WHAT YOU ARE ASKED TO DO
Where the line holding "out the dramatic" appears, start copying, and continue exactly through the last line of the listing, skipping pictures.

RECORD SET
------------
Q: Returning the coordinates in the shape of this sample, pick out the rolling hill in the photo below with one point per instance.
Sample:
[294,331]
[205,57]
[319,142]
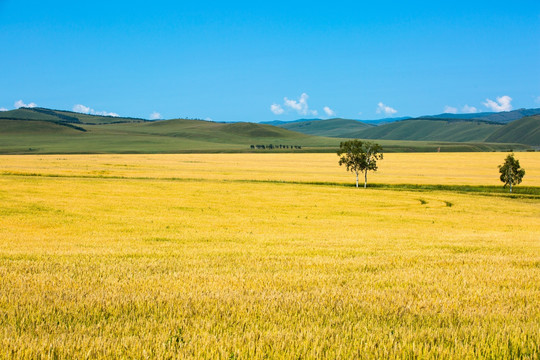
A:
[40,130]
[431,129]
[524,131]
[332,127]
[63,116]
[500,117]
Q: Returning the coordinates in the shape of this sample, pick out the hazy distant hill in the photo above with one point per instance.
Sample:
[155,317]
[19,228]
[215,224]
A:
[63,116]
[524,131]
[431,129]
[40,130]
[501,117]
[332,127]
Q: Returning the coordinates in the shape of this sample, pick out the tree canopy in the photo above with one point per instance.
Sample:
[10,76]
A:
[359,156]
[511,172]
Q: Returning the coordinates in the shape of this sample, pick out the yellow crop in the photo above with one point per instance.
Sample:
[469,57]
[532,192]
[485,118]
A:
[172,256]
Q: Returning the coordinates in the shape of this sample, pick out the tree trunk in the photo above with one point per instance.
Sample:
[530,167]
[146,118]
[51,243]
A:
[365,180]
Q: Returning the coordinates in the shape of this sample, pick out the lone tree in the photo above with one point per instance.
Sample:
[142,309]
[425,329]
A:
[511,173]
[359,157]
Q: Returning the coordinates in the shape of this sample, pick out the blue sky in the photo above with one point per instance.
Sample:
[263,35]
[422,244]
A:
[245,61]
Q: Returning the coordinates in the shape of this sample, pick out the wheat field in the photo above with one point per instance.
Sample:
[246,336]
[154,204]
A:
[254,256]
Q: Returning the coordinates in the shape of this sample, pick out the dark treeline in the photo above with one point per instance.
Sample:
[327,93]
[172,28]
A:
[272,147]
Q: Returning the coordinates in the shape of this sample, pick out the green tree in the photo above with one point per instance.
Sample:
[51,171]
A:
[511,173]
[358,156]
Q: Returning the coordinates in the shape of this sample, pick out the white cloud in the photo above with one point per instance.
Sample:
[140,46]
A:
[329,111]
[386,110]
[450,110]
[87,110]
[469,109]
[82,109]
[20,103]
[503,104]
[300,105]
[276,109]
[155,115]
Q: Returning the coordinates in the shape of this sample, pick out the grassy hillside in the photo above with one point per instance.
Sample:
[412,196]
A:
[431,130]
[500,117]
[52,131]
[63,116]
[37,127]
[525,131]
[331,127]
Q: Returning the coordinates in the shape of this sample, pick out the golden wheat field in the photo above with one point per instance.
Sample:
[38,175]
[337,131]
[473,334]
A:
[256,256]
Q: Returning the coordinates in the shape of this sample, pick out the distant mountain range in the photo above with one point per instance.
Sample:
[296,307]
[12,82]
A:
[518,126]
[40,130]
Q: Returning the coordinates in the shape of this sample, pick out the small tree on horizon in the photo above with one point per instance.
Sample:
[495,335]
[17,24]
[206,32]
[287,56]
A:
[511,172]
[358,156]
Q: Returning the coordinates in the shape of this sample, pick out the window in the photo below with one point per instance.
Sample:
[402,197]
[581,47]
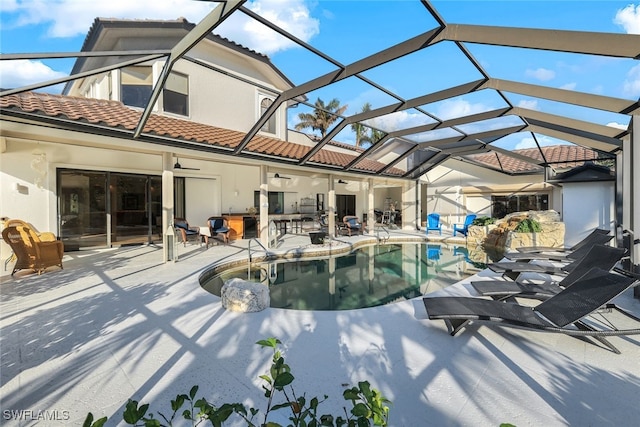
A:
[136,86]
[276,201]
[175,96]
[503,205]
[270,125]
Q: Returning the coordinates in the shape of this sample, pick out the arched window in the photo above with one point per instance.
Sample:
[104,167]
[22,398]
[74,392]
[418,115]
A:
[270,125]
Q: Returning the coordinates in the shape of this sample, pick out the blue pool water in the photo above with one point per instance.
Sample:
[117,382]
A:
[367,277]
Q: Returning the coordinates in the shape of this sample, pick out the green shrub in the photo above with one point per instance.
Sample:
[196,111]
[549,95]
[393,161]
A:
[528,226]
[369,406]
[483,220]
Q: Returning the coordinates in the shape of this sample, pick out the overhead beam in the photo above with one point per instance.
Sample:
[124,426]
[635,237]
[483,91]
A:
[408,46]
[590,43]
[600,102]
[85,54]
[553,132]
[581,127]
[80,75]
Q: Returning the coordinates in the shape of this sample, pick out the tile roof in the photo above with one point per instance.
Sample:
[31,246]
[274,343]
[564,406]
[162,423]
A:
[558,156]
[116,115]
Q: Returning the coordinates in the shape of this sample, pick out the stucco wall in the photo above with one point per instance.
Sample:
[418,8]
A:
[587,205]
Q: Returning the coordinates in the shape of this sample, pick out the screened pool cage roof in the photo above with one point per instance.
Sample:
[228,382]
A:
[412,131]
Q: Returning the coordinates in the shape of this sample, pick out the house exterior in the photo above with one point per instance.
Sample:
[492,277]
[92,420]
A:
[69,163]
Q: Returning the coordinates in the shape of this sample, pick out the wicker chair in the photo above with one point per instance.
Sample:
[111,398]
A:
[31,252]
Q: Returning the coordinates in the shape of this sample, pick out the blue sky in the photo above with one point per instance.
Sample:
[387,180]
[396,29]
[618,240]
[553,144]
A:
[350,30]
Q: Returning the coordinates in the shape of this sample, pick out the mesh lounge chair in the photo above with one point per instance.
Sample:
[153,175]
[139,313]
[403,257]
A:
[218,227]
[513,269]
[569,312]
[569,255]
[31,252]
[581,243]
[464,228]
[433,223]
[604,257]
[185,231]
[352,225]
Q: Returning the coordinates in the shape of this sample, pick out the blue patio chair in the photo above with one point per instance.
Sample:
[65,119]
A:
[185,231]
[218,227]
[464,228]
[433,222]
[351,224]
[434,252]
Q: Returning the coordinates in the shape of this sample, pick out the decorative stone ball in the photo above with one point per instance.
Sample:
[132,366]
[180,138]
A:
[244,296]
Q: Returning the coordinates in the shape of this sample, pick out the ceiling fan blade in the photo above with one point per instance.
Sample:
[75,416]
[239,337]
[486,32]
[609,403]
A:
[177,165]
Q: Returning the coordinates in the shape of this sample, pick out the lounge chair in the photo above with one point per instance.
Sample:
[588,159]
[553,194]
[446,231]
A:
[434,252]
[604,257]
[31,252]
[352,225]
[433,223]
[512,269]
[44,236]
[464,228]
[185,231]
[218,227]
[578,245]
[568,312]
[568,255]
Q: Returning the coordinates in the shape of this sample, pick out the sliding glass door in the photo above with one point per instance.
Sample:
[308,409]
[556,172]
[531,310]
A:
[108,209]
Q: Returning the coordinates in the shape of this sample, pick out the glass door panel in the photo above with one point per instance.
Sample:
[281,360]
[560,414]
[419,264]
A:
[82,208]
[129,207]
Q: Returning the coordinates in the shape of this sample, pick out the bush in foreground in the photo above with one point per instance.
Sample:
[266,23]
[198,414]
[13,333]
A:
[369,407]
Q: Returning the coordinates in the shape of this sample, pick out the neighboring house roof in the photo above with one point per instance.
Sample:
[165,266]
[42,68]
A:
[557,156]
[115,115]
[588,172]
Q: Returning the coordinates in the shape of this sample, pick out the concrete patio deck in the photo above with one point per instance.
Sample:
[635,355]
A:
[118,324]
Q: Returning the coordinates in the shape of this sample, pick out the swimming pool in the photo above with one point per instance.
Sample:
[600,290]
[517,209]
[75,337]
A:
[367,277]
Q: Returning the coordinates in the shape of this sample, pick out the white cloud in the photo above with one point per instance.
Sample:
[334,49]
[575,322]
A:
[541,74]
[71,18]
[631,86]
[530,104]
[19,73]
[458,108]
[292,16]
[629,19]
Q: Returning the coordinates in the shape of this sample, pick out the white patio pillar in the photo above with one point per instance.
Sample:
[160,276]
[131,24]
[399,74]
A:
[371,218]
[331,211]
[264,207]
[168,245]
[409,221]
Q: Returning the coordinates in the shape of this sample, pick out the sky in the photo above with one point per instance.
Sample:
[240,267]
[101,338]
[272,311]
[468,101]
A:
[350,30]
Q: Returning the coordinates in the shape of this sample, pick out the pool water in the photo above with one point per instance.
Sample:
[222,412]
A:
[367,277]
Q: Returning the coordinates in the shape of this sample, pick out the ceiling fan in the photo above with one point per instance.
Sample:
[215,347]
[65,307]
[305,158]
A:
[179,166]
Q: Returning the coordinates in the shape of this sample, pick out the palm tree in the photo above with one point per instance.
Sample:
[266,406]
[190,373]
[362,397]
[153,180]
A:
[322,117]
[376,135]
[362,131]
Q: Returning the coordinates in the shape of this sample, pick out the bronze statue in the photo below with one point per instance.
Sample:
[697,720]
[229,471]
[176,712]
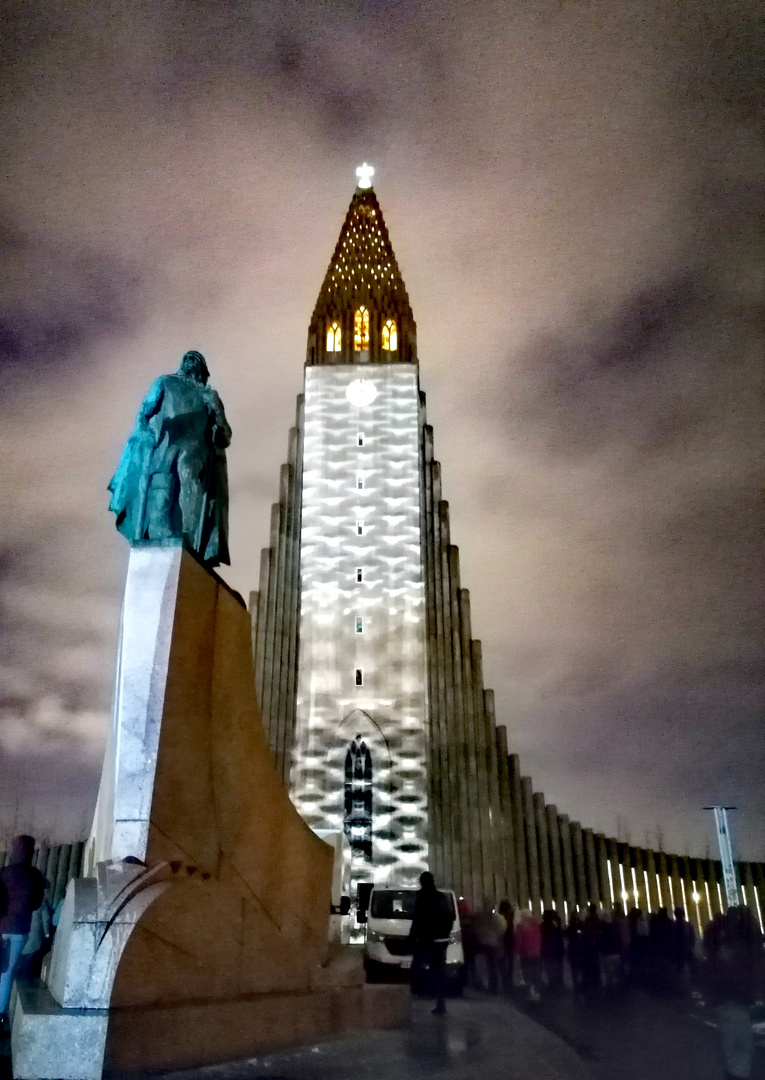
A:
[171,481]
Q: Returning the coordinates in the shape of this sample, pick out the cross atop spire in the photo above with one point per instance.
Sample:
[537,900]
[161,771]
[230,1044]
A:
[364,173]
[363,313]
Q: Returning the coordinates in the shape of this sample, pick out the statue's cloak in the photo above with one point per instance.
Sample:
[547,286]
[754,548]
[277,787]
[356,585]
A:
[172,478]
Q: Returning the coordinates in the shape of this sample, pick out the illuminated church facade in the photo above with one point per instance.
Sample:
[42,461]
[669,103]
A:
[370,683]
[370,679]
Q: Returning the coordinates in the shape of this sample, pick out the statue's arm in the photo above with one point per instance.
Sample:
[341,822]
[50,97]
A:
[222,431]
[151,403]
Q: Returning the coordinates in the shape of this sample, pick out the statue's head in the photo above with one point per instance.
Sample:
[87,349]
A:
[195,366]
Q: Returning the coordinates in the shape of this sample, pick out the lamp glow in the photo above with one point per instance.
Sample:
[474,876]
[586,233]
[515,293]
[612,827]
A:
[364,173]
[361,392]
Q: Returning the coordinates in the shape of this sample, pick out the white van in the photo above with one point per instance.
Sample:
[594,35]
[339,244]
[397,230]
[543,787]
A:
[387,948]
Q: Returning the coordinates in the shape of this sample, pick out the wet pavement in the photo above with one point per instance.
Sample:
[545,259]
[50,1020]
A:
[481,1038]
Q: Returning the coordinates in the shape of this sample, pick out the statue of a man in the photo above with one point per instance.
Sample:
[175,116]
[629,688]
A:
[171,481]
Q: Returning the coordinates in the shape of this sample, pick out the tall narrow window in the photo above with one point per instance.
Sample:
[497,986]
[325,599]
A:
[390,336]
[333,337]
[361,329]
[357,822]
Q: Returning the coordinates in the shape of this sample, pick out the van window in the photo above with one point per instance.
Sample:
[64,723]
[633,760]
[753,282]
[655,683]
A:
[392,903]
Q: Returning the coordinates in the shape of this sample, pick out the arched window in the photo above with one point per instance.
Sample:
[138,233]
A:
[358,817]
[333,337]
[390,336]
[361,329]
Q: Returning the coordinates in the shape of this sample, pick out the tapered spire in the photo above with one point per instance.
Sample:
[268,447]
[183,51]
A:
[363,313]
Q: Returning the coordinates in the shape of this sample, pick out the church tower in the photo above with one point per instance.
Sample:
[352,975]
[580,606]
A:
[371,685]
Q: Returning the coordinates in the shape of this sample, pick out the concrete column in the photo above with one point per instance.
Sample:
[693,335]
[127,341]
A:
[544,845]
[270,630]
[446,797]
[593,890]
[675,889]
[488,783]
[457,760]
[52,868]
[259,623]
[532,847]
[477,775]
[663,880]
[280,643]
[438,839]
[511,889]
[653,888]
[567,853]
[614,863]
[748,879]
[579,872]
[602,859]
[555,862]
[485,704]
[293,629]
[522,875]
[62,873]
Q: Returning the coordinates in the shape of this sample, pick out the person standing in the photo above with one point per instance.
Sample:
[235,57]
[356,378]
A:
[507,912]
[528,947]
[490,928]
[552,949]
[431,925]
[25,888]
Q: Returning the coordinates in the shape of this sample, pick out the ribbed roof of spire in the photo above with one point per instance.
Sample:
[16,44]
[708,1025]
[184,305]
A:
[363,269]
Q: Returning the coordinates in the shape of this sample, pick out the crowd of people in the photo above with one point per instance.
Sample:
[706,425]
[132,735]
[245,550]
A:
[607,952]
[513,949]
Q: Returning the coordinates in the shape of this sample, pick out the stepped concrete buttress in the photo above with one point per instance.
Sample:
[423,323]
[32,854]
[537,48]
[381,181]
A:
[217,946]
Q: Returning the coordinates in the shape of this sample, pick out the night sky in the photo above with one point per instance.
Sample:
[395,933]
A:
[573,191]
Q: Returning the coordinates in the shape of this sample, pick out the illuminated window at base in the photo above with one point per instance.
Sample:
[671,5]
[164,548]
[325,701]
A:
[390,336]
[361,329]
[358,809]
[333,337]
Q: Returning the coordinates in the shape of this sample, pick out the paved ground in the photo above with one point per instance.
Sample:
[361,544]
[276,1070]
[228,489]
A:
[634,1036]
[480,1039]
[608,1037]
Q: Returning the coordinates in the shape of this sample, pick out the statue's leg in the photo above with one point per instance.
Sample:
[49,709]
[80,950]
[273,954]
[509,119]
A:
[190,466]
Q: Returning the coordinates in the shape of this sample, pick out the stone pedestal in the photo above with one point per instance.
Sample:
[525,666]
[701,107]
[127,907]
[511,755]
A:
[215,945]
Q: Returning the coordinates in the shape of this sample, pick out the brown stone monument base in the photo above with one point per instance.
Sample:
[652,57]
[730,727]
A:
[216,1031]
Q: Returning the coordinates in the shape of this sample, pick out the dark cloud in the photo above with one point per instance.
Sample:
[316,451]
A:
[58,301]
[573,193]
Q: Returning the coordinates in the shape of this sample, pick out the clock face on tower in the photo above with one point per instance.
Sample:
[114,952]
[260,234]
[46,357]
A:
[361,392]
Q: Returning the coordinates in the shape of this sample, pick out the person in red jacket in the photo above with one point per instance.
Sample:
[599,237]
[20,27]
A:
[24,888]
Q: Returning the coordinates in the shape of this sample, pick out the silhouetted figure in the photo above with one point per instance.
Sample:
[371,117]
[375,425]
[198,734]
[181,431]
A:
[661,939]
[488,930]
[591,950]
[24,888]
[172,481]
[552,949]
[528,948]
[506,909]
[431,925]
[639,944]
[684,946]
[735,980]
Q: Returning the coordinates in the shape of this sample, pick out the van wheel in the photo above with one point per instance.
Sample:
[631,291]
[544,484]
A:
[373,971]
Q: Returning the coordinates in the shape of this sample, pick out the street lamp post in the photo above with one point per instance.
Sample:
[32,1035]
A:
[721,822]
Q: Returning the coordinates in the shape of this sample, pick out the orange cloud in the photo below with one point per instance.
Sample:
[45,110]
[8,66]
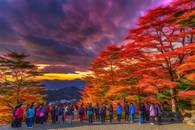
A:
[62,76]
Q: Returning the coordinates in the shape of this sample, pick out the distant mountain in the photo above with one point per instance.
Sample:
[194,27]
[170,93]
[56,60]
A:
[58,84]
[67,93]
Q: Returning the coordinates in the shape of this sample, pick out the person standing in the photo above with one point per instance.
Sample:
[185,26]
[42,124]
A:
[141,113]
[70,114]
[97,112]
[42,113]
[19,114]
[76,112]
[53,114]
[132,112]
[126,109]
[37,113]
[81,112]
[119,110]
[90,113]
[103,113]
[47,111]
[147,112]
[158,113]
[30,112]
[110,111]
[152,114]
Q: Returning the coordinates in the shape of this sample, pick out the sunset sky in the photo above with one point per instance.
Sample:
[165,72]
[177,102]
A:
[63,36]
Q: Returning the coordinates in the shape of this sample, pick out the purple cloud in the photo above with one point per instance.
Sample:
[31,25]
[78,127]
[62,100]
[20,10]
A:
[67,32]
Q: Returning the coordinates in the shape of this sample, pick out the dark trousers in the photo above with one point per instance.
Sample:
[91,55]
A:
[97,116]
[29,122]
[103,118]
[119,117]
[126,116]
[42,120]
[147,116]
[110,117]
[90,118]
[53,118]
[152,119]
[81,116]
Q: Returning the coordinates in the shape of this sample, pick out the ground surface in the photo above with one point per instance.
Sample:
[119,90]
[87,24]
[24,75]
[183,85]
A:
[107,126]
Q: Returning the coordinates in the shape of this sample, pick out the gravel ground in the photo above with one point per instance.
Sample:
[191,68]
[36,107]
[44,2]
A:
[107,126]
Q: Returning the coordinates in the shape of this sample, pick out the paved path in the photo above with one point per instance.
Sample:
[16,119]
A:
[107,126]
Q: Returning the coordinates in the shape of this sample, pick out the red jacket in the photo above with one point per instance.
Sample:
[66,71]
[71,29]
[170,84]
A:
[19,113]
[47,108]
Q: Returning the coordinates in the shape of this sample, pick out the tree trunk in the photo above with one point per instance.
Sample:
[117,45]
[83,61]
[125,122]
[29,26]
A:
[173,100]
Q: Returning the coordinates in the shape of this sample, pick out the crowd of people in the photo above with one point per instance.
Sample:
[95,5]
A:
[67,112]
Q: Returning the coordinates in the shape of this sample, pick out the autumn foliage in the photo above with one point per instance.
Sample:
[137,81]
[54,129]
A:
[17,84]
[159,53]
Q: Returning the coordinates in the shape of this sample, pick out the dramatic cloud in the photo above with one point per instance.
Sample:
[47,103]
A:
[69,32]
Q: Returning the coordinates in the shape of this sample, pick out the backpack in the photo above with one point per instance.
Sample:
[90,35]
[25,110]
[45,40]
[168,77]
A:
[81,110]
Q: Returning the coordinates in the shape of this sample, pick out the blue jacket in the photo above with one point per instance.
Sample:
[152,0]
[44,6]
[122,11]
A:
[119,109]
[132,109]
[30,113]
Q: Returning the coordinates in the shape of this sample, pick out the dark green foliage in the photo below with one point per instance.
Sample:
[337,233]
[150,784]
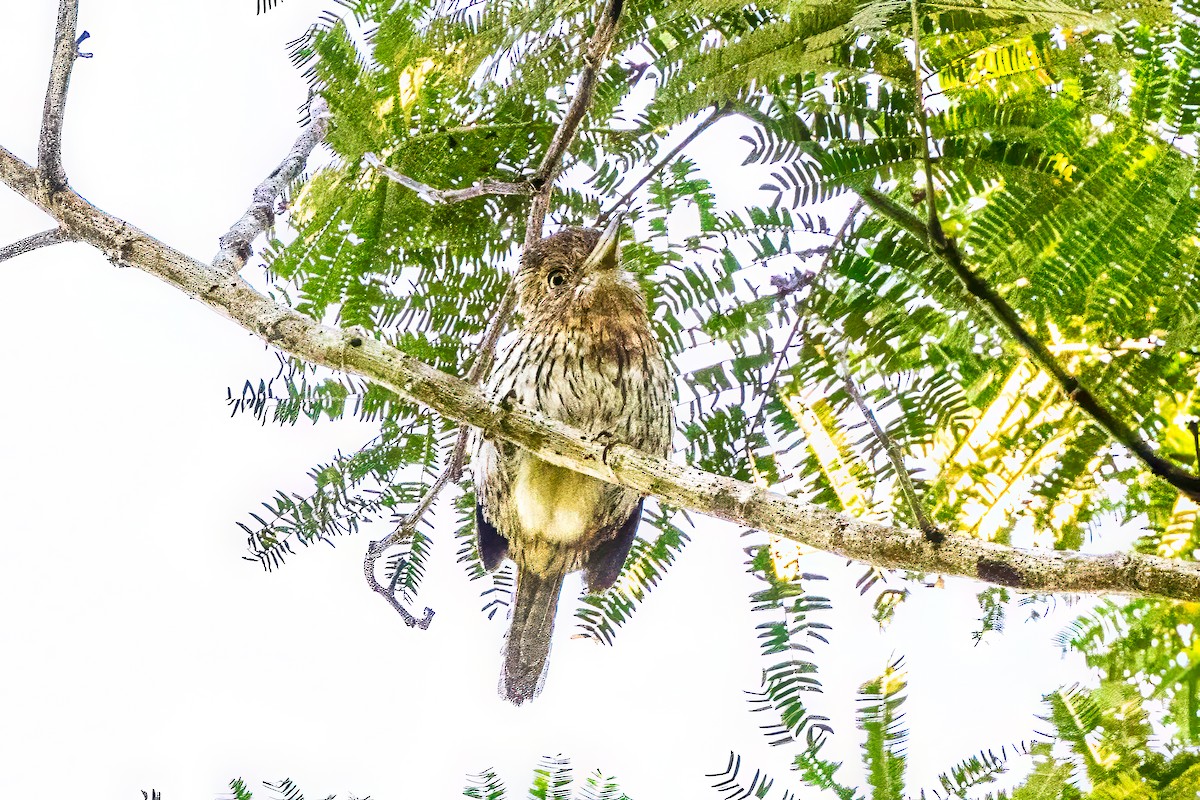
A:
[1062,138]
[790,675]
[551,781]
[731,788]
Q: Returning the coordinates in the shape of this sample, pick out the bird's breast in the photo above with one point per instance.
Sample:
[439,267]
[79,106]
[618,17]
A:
------------
SOLUTION FOR THIS TASK
Q: Returning the coordinates in the shape of this sample, pick out the dramatic cloud in the photo above with one point per instance.
Sample:
[47,103]
A:
[69,32]
Q: Returning the coordinates in the shape of this sample, pick out the backpack in the photo above with one point per instance.
Sample:
[90,35]
[25,110]
[45,40]
[168,77]
A:
[81,110]
Q: Returning the coordinates in the shape of this sample, pick out the blue jacket in the photo above with one point per instance.
Sample:
[152,0]
[44,6]
[122,11]
A:
[119,109]
[132,109]
[30,113]
Q: Returning the coordinates in the shape of this sample, pick out the dark green foliage in the photo below with one point per instance.
Sample:
[337,233]
[150,784]
A:
[1062,138]
[790,675]
[551,781]
[731,788]
Q: Returning the coordinates in the shape of this sample, pick out the bird's breast in the photo above with one point per instance.
Sample:
[439,267]
[79,106]
[618,17]
A:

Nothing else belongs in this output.